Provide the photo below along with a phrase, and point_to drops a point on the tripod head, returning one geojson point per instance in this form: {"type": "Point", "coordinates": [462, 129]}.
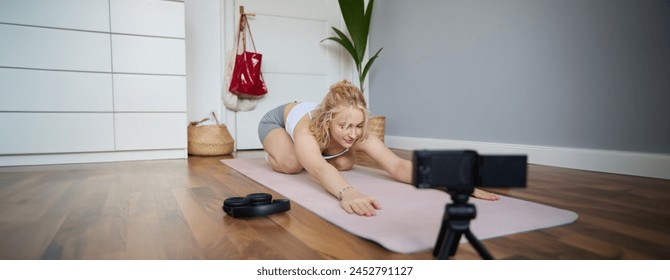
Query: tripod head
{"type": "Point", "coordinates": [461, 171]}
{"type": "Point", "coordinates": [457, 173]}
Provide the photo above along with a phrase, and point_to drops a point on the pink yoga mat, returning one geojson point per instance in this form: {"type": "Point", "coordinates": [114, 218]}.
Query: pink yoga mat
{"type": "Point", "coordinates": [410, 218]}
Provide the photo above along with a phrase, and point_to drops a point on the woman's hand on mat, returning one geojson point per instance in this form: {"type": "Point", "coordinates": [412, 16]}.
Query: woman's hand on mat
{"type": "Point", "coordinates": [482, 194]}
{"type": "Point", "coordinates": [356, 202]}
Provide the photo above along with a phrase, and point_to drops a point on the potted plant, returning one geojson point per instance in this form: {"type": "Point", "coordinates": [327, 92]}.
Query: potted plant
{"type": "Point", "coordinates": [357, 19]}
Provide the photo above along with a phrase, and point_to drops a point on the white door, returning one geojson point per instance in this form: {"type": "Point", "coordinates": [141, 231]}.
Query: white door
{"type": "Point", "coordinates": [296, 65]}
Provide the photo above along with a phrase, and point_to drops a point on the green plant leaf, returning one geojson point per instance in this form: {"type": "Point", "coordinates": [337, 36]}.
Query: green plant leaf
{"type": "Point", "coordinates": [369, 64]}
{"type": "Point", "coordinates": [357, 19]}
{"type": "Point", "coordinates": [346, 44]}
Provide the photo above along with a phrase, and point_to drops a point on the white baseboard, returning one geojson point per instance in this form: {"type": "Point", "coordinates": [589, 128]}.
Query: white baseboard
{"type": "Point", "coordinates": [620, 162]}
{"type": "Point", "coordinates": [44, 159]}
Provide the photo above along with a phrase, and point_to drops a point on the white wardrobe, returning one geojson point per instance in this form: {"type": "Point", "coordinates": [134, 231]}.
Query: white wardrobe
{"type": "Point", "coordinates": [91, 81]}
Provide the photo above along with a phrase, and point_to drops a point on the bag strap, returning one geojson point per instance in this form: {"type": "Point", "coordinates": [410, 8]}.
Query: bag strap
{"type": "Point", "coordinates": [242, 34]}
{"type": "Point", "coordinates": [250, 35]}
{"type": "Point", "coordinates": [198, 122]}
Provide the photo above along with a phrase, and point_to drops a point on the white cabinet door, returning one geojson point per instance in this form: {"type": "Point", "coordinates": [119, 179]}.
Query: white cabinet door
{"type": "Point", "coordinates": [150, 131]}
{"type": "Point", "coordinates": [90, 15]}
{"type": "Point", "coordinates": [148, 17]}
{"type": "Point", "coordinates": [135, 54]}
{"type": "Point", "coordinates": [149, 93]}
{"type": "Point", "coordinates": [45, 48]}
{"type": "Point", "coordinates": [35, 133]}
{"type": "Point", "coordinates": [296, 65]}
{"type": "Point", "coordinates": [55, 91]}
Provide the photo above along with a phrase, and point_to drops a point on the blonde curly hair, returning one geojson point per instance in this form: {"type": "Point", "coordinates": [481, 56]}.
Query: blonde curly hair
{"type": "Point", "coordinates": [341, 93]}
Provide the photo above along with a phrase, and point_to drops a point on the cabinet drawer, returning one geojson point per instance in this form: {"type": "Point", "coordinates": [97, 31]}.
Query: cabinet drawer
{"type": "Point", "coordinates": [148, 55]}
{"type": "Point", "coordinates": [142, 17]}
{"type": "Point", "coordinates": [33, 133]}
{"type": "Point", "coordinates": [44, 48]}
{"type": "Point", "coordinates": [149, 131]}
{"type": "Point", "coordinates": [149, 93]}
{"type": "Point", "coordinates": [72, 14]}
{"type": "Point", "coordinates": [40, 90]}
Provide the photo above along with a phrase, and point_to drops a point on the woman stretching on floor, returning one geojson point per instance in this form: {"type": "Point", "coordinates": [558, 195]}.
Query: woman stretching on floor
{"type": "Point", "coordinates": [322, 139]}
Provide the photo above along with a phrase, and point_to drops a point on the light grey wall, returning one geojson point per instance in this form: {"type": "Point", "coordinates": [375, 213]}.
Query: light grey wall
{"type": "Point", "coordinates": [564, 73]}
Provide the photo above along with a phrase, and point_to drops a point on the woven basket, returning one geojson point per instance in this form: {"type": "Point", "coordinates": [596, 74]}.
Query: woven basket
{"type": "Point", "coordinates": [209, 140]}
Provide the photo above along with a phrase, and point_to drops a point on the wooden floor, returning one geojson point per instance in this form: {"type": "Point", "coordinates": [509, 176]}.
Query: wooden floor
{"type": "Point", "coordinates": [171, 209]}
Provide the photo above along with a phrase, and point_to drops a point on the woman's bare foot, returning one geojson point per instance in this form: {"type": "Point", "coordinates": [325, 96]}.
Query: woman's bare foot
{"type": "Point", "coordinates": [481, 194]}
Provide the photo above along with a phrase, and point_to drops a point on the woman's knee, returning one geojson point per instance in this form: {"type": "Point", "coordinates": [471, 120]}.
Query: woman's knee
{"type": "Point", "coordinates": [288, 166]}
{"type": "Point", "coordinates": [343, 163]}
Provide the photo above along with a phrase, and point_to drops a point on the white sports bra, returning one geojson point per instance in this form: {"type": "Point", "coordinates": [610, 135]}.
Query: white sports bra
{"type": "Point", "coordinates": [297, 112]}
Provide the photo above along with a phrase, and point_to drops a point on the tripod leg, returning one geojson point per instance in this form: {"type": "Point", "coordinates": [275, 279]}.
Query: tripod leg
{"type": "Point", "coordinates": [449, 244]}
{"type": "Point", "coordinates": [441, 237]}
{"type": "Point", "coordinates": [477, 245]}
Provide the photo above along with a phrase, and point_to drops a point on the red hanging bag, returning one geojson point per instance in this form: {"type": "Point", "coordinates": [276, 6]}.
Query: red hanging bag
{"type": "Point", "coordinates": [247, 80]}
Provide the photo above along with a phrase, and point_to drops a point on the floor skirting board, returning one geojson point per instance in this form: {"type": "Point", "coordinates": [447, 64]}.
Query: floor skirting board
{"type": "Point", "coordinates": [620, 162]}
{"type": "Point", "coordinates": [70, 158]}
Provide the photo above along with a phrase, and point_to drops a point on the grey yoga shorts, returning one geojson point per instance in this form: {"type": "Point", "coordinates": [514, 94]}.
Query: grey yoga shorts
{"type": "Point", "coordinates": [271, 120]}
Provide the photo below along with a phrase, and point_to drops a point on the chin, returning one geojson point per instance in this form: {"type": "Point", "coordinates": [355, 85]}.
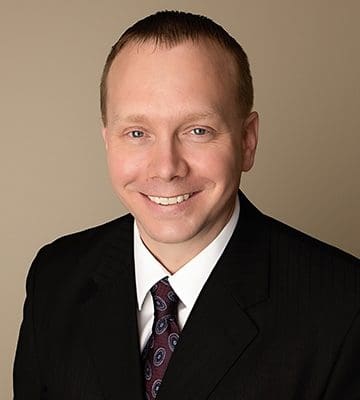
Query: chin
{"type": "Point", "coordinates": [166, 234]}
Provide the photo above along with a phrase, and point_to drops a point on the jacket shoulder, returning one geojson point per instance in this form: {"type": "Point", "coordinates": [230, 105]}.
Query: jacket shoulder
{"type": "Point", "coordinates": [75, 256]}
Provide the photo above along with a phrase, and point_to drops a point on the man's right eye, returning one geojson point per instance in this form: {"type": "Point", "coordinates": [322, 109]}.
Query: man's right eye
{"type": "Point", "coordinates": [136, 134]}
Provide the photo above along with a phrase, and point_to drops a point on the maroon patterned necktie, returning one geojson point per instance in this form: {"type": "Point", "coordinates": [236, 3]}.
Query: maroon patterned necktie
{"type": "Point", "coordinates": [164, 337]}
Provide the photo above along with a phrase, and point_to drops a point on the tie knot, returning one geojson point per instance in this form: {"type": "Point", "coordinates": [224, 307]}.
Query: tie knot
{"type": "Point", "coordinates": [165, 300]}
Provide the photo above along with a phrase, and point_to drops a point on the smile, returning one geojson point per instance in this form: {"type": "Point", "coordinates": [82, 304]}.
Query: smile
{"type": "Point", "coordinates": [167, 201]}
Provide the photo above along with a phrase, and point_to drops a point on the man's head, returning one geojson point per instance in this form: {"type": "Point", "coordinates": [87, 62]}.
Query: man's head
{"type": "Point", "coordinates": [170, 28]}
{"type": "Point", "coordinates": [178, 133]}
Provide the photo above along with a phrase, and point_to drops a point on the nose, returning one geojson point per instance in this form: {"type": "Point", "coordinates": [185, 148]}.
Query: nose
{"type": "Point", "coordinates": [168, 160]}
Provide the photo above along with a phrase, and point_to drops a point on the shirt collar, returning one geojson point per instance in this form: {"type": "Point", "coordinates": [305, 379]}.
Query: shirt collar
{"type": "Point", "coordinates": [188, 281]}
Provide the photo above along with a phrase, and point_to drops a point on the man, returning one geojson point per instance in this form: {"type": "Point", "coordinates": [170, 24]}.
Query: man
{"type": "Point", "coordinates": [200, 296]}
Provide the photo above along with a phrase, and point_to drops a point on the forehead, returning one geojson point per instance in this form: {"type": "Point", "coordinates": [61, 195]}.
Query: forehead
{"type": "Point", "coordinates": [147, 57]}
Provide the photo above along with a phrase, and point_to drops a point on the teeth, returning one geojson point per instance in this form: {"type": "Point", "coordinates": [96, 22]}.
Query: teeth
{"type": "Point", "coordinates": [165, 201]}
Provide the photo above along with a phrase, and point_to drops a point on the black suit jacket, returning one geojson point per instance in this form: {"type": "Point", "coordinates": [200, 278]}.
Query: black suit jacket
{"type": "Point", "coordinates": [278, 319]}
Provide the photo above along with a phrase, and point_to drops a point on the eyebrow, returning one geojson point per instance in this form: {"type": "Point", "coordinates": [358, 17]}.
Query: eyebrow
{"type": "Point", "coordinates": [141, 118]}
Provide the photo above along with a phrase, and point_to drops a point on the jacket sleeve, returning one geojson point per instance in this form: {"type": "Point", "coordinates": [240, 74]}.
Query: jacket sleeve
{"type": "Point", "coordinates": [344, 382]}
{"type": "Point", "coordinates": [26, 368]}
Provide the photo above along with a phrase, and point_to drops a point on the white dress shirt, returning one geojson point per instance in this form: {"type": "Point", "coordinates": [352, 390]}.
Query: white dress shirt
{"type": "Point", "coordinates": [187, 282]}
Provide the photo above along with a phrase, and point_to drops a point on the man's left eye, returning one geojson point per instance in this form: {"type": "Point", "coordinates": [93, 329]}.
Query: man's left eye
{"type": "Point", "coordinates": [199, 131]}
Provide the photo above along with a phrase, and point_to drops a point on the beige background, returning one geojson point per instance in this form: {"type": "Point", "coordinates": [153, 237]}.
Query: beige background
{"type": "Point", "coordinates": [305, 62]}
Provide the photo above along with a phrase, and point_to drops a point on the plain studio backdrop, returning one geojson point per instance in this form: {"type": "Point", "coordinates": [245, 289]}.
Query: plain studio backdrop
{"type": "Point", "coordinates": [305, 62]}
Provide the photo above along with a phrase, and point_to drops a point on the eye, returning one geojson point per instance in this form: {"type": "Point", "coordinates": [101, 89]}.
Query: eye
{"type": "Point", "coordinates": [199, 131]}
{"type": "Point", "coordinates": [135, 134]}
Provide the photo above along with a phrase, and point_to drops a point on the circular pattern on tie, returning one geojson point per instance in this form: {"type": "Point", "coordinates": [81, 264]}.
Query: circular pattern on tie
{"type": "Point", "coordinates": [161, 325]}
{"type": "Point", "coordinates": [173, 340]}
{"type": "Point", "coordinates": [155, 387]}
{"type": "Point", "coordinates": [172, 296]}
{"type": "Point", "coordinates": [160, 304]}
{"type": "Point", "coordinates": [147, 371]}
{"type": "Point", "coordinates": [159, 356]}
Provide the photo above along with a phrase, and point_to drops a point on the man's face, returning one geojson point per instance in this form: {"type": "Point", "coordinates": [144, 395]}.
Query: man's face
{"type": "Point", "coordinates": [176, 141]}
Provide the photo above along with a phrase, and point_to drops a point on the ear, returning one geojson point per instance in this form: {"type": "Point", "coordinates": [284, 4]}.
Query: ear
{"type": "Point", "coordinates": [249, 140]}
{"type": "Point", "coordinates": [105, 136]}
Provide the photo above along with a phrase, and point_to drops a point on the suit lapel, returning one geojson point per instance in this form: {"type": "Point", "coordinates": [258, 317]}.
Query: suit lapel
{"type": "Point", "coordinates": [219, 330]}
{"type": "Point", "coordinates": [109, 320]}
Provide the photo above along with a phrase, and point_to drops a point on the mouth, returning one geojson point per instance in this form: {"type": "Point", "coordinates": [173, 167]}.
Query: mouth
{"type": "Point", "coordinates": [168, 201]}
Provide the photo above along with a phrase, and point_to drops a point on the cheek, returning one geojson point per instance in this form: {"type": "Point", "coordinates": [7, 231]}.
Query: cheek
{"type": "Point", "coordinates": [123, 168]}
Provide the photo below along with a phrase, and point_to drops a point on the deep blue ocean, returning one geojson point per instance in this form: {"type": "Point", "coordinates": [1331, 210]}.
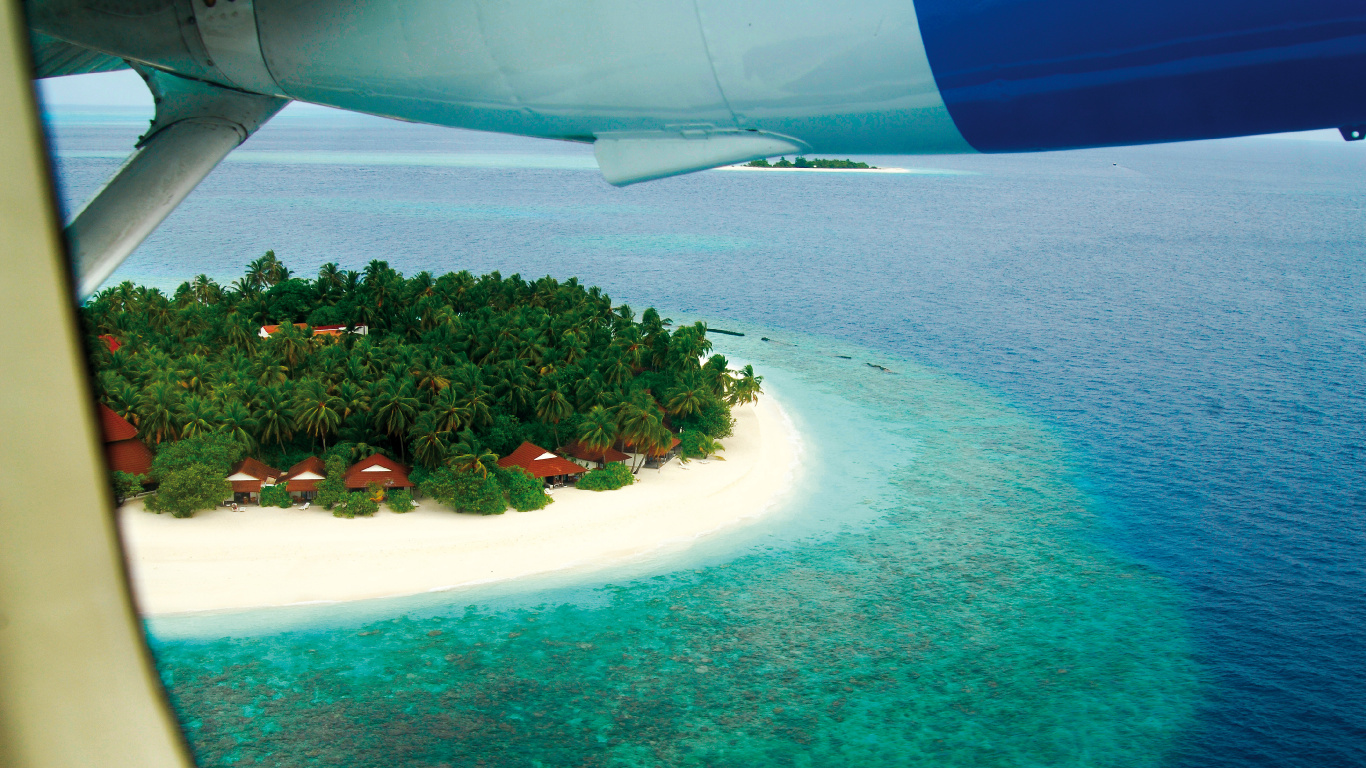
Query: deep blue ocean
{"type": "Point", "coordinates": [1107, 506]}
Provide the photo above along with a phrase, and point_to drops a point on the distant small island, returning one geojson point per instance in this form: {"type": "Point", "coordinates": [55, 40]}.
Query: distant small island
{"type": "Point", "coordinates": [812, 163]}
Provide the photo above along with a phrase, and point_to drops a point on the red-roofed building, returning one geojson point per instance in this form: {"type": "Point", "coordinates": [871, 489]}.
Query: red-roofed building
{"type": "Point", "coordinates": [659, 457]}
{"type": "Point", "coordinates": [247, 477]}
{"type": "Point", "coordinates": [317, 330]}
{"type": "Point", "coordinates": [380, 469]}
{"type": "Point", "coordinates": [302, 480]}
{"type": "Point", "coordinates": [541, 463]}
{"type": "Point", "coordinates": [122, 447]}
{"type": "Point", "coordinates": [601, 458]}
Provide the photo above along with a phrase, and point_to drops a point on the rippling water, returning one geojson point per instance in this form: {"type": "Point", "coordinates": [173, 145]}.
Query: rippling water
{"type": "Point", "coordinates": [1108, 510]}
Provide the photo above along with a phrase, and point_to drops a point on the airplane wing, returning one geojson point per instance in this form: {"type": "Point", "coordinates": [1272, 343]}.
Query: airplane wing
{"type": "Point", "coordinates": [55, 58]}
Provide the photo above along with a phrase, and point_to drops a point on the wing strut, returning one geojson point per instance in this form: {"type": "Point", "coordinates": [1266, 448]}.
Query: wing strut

-- -- --

■ YOUR INSTRUCTIONS
Output an exact copy of the lines beginning at the one that holds "on the rippling" and running through the final line of the records.

■ RESULT FOR THIS EXERCISE
Provide the photo above along with a phrase, and point_to drops a point on the rippling water, returning one geojson point per instance in this form: {"type": "Point", "coordinates": [173, 145]}.
Query: rippling water
{"type": "Point", "coordinates": [1108, 510]}
Provide the photo above along with a phrase, and point_to drops a point on the airplane wing, returning one geojson point per instance in this form: {"type": "Point", "coordinates": [1272, 343]}.
Query: airplane wing
{"type": "Point", "coordinates": [55, 58]}
Provide the photo above along with a phrase, and point_to drops a point on the wing strut, returning one geojson point per instance in this form: {"type": "Point", "coordinates": [1266, 448]}.
Query: wing strut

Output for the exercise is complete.